● Exercise goal: Could you copy exactly the lines from the one containing "Where can you spot the baseball" through the last line of the records below, and nothing else?

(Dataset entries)
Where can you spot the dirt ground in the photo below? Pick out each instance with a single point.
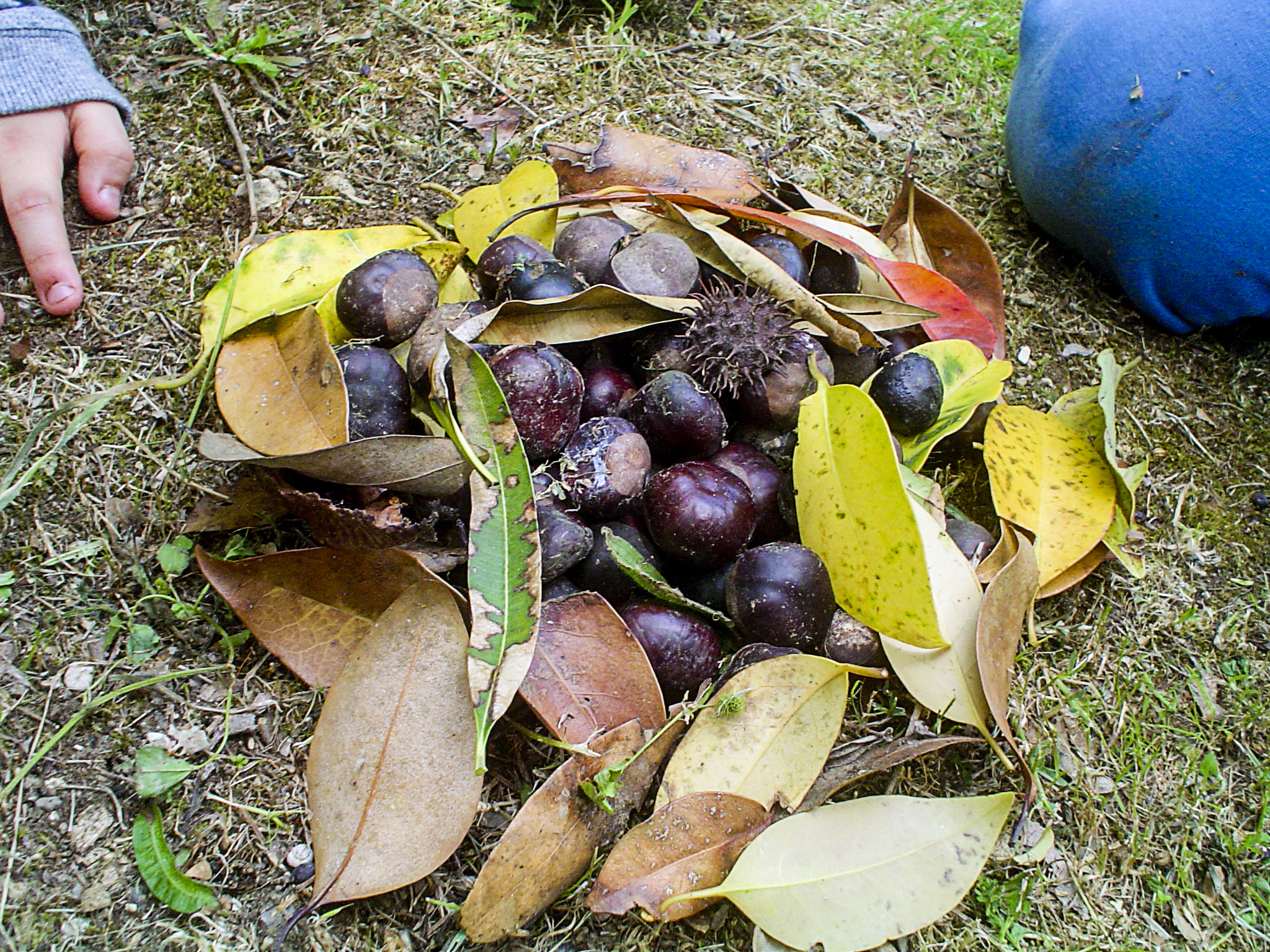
(1145, 705)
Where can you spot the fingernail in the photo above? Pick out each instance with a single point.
(59, 293)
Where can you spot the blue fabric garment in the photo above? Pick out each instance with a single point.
(43, 63)
(1139, 134)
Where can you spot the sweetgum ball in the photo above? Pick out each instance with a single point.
(379, 392)
(544, 394)
(605, 466)
(699, 512)
(682, 649)
(780, 593)
(386, 298)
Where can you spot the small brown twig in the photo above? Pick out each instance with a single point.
(461, 59)
(242, 149)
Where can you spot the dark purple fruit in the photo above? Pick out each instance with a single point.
(682, 649)
(678, 418)
(763, 479)
(780, 593)
(699, 513)
(587, 244)
(566, 541)
(538, 282)
(781, 250)
(605, 467)
(851, 641)
(508, 252)
(431, 335)
(598, 570)
(386, 298)
(972, 539)
(603, 390)
(653, 265)
(774, 402)
(910, 394)
(831, 272)
(379, 392)
(544, 394)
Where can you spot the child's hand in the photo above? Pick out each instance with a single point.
(32, 151)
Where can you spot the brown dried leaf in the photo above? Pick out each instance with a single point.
(550, 843)
(311, 607)
(626, 157)
(280, 387)
(430, 466)
(858, 763)
(926, 231)
(243, 505)
(689, 844)
(391, 788)
(1005, 609)
(588, 673)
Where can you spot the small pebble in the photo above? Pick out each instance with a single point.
(300, 855)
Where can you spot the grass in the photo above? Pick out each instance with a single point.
(1157, 800)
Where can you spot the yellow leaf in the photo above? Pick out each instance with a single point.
(294, 271)
(1049, 480)
(890, 565)
(765, 735)
(486, 207)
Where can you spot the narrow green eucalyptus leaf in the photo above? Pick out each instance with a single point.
(158, 772)
(159, 870)
(505, 576)
(644, 574)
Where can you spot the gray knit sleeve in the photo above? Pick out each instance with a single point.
(43, 63)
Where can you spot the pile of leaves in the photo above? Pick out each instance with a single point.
(418, 671)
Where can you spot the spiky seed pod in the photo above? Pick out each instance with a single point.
(738, 335)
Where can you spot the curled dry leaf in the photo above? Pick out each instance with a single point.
(588, 673)
(923, 230)
(854, 875)
(860, 762)
(391, 790)
(626, 157)
(765, 734)
(1006, 604)
(280, 387)
(243, 505)
(551, 840)
(689, 844)
(294, 271)
(430, 466)
(311, 607)
(1049, 480)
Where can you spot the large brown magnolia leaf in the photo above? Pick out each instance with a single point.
(391, 790)
(310, 607)
(588, 673)
(550, 843)
(1005, 609)
(626, 157)
(689, 844)
(923, 230)
(280, 387)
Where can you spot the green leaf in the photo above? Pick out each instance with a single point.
(890, 565)
(158, 772)
(505, 571)
(174, 557)
(644, 574)
(295, 271)
(968, 377)
(159, 870)
(486, 207)
(858, 874)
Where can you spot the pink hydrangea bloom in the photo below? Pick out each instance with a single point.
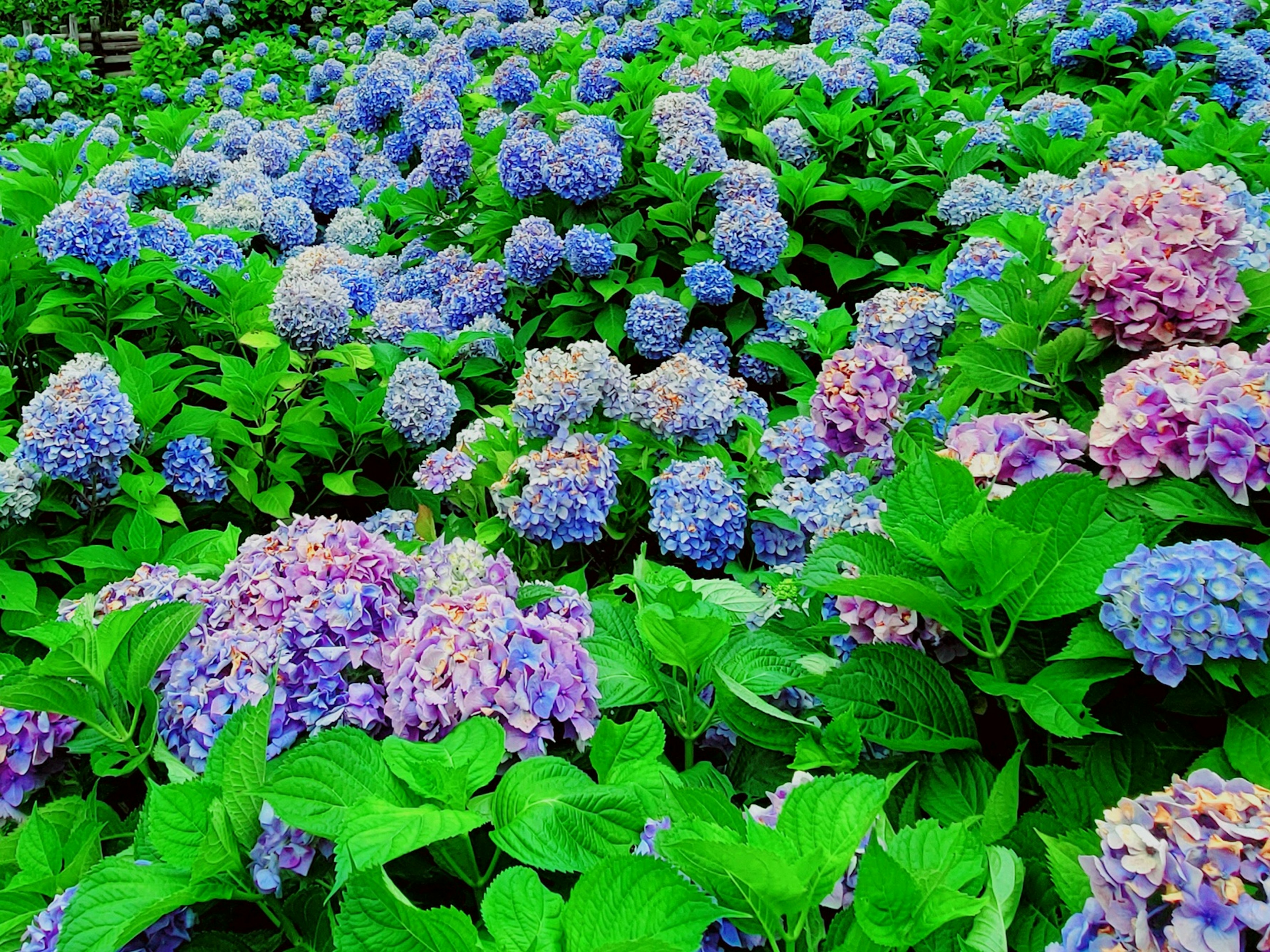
(858, 396)
(1158, 248)
(1151, 403)
(1015, 448)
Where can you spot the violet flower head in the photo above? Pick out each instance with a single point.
(857, 398)
(1175, 606)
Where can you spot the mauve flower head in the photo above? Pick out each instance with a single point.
(1158, 249)
(913, 320)
(857, 400)
(561, 493)
(478, 654)
(1015, 448)
(1150, 405)
(314, 600)
(80, 427)
(563, 386)
(1194, 849)
(698, 513)
(1175, 606)
(685, 398)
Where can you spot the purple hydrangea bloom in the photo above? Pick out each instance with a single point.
(477, 653)
(698, 513)
(190, 468)
(656, 324)
(562, 493)
(532, 252)
(1015, 448)
(857, 396)
(420, 405)
(1175, 606)
(80, 427)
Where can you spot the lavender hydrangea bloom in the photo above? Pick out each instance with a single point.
(93, 227)
(80, 427)
(656, 324)
(794, 446)
(477, 653)
(562, 493)
(1015, 448)
(1175, 606)
(443, 469)
(915, 320)
(420, 405)
(190, 468)
(559, 388)
(532, 252)
(280, 849)
(857, 396)
(698, 513)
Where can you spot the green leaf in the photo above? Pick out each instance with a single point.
(1248, 740)
(1062, 857)
(639, 740)
(549, 814)
(313, 786)
(237, 765)
(1082, 544)
(523, 914)
(176, 818)
(635, 899)
(902, 700)
(375, 917)
(628, 671)
(117, 899)
(915, 887)
(1005, 889)
(1055, 697)
(376, 832)
(452, 768)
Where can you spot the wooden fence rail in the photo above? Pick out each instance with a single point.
(112, 50)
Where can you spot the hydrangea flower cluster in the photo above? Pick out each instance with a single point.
(1175, 606)
(1158, 248)
(190, 468)
(915, 320)
(420, 405)
(561, 388)
(561, 493)
(1010, 450)
(857, 396)
(80, 427)
(1193, 852)
(698, 513)
(477, 653)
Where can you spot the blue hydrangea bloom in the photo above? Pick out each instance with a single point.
(532, 252)
(698, 513)
(80, 427)
(710, 282)
(1175, 606)
(590, 253)
(710, 347)
(190, 468)
(656, 324)
(420, 405)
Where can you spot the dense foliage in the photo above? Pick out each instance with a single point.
(611, 478)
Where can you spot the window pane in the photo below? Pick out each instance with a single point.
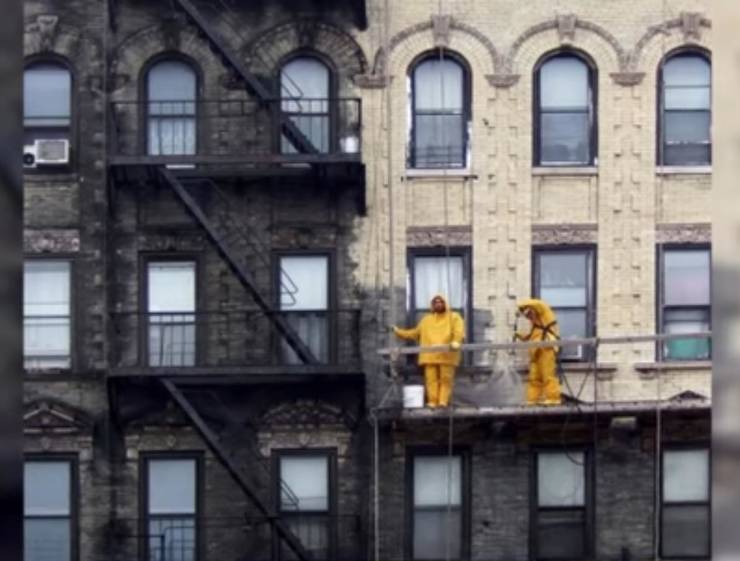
(172, 539)
(438, 85)
(46, 488)
(686, 70)
(171, 81)
(304, 77)
(687, 154)
(563, 279)
(439, 140)
(46, 539)
(313, 533)
(564, 83)
(686, 321)
(686, 277)
(686, 475)
(439, 275)
(687, 126)
(46, 95)
(437, 481)
(304, 282)
(305, 483)
(432, 529)
(565, 138)
(171, 287)
(561, 534)
(171, 486)
(685, 531)
(560, 479)
(313, 329)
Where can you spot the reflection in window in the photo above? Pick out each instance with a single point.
(685, 301)
(565, 112)
(686, 111)
(171, 96)
(440, 118)
(304, 90)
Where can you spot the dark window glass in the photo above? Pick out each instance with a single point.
(560, 529)
(565, 112)
(563, 279)
(304, 299)
(437, 503)
(171, 96)
(686, 110)
(685, 302)
(440, 122)
(685, 513)
(304, 89)
(47, 532)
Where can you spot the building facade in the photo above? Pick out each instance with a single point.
(228, 203)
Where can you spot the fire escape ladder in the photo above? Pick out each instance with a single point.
(300, 142)
(229, 255)
(223, 456)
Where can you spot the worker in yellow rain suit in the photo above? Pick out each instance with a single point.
(441, 326)
(543, 386)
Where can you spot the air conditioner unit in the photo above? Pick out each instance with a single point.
(29, 156)
(52, 152)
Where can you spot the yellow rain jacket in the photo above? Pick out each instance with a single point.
(437, 329)
(544, 326)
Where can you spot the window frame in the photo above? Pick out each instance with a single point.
(466, 115)
(145, 259)
(332, 296)
(466, 496)
(74, 494)
(73, 340)
(51, 58)
(593, 109)
(464, 252)
(331, 455)
(589, 502)
(678, 447)
(170, 56)
(332, 100)
(591, 251)
(660, 295)
(144, 516)
(660, 105)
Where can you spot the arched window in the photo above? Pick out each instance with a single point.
(47, 88)
(685, 110)
(440, 102)
(305, 93)
(171, 122)
(565, 109)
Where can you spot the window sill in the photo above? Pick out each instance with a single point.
(565, 170)
(648, 368)
(463, 173)
(683, 170)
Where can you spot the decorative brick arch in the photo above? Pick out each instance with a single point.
(265, 53)
(171, 35)
(566, 27)
(441, 28)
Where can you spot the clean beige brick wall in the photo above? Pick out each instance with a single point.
(624, 195)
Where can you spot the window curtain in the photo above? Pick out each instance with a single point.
(171, 103)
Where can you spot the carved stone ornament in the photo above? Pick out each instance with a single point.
(47, 29)
(441, 30)
(47, 416)
(566, 27)
(306, 412)
(691, 25)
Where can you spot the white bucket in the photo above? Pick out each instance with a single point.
(413, 397)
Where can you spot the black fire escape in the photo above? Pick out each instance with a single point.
(239, 154)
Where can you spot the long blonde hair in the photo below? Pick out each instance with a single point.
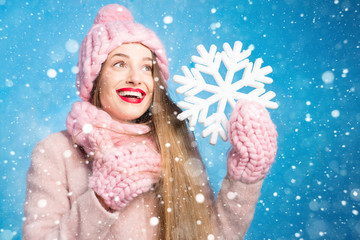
(184, 182)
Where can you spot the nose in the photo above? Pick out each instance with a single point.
(134, 77)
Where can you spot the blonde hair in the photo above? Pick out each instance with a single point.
(183, 179)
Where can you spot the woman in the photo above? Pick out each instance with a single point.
(126, 168)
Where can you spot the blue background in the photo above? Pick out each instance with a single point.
(313, 189)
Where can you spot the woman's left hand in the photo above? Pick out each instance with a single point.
(254, 145)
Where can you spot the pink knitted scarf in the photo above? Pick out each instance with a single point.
(126, 160)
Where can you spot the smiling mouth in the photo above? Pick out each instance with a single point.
(131, 95)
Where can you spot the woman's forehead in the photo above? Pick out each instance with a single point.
(132, 50)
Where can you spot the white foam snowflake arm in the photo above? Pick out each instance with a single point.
(196, 109)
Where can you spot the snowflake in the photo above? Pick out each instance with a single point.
(226, 91)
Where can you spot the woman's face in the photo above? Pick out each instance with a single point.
(126, 82)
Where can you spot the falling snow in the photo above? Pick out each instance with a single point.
(312, 190)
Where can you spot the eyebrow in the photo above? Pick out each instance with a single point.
(126, 56)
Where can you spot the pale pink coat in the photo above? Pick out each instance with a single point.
(60, 205)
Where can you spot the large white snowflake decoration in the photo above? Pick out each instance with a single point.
(226, 91)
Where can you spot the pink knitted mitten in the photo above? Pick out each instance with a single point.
(253, 138)
(123, 173)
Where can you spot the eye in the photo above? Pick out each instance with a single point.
(147, 68)
(120, 64)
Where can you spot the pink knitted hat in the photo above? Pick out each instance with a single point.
(113, 25)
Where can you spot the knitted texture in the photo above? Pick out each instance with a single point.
(113, 26)
(254, 145)
(125, 164)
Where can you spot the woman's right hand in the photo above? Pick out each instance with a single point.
(122, 173)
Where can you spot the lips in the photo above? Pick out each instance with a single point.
(131, 95)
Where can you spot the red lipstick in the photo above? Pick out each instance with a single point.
(131, 95)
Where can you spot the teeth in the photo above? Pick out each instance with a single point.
(130, 94)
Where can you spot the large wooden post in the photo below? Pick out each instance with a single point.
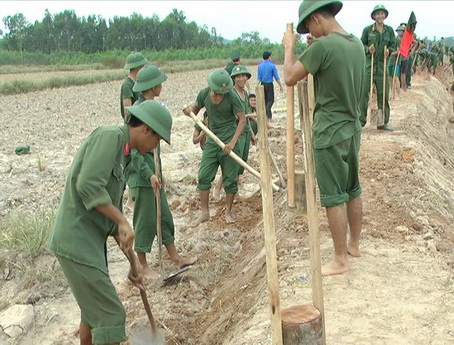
(306, 103)
(268, 219)
(290, 141)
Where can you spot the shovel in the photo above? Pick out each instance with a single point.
(142, 336)
(159, 228)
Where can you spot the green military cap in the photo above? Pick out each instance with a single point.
(155, 115)
(220, 81)
(239, 70)
(149, 77)
(308, 7)
(379, 8)
(235, 55)
(135, 60)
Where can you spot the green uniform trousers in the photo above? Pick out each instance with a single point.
(213, 157)
(244, 142)
(144, 219)
(378, 81)
(100, 307)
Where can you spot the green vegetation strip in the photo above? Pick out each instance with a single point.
(20, 86)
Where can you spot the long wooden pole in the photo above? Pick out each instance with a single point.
(158, 212)
(290, 141)
(306, 102)
(384, 89)
(268, 220)
(231, 154)
(369, 107)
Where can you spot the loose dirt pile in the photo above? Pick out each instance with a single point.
(400, 292)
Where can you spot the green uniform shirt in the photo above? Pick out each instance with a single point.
(95, 178)
(222, 116)
(379, 40)
(142, 165)
(126, 92)
(337, 63)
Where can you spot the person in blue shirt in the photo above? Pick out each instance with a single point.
(267, 73)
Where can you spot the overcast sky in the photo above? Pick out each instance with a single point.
(232, 18)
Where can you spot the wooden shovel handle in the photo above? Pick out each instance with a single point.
(231, 154)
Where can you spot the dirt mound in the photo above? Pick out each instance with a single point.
(400, 291)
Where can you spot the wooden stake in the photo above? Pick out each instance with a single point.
(369, 107)
(158, 213)
(231, 154)
(306, 103)
(290, 141)
(268, 219)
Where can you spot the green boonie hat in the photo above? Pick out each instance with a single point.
(219, 81)
(149, 77)
(239, 70)
(379, 8)
(308, 7)
(155, 115)
(135, 60)
(235, 55)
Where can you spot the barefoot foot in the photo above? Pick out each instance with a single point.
(229, 218)
(181, 262)
(204, 217)
(150, 274)
(353, 250)
(334, 267)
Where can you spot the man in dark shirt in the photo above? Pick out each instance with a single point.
(267, 72)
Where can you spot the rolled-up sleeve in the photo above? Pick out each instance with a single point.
(97, 169)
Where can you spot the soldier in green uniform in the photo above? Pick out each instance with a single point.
(376, 38)
(224, 108)
(144, 183)
(394, 64)
(90, 212)
(336, 60)
(441, 54)
(240, 76)
(134, 63)
(451, 59)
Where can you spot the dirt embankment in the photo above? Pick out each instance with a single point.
(400, 291)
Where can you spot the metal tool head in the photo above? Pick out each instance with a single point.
(167, 279)
(146, 337)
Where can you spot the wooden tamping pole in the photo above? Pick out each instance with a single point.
(290, 141)
(268, 219)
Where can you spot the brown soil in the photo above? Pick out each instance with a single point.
(400, 292)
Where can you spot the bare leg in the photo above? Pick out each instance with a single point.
(205, 213)
(129, 203)
(217, 189)
(355, 221)
(85, 334)
(337, 220)
(147, 271)
(228, 208)
(177, 259)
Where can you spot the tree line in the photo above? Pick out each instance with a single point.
(66, 32)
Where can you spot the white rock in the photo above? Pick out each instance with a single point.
(17, 320)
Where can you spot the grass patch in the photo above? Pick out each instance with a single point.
(20, 86)
(27, 233)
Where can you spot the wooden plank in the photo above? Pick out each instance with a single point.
(307, 103)
(290, 140)
(268, 219)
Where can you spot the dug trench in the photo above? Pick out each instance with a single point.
(399, 292)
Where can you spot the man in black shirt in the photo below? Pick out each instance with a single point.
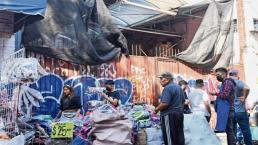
(111, 96)
(183, 84)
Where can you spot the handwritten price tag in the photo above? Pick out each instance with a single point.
(62, 130)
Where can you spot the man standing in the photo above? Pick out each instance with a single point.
(171, 111)
(225, 105)
(111, 96)
(241, 116)
(184, 85)
(199, 100)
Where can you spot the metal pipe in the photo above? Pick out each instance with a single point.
(151, 32)
(150, 8)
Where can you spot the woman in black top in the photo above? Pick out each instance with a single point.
(69, 102)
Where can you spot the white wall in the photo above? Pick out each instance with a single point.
(7, 47)
(250, 56)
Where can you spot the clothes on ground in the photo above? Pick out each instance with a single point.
(197, 98)
(113, 95)
(172, 126)
(70, 103)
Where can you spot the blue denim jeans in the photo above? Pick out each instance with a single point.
(242, 119)
(231, 138)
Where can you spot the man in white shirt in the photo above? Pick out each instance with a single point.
(199, 100)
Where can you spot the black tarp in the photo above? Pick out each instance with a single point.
(212, 45)
(80, 31)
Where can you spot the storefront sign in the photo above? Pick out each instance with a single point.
(62, 130)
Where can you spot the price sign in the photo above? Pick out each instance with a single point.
(62, 130)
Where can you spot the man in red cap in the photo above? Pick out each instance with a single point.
(241, 116)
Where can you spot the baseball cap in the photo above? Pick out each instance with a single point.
(109, 82)
(166, 75)
(233, 72)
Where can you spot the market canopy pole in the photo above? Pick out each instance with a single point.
(151, 32)
(150, 8)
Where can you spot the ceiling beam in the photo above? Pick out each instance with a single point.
(149, 8)
(151, 32)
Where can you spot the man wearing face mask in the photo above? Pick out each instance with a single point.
(171, 111)
(111, 96)
(225, 105)
(241, 116)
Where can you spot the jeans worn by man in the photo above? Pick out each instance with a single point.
(227, 93)
(171, 111)
(241, 116)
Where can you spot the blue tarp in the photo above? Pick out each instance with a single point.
(25, 11)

● Your response:
Where can you spot the baseball cap in the photo above? Pick out each instance with a single point.
(109, 82)
(166, 75)
(233, 72)
Where can you spot the market canopy pole in the photo above? Pick out each instance with a single point.
(151, 32)
(150, 8)
Where can you spot the ceiling beam in the photo above? Pick out each instance with a single point.
(149, 8)
(151, 32)
Where can you spot the man wearing face mask in the photo above? Pick out each instance with a single point.
(171, 111)
(111, 96)
(225, 105)
(241, 116)
Where can you spot the jeans worn by man in the photo above? Pick out each instance with a single point.
(227, 93)
(171, 111)
(241, 116)
Where can you spot the blue tarp in the photo above? Pick out each instance with a single point.
(25, 11)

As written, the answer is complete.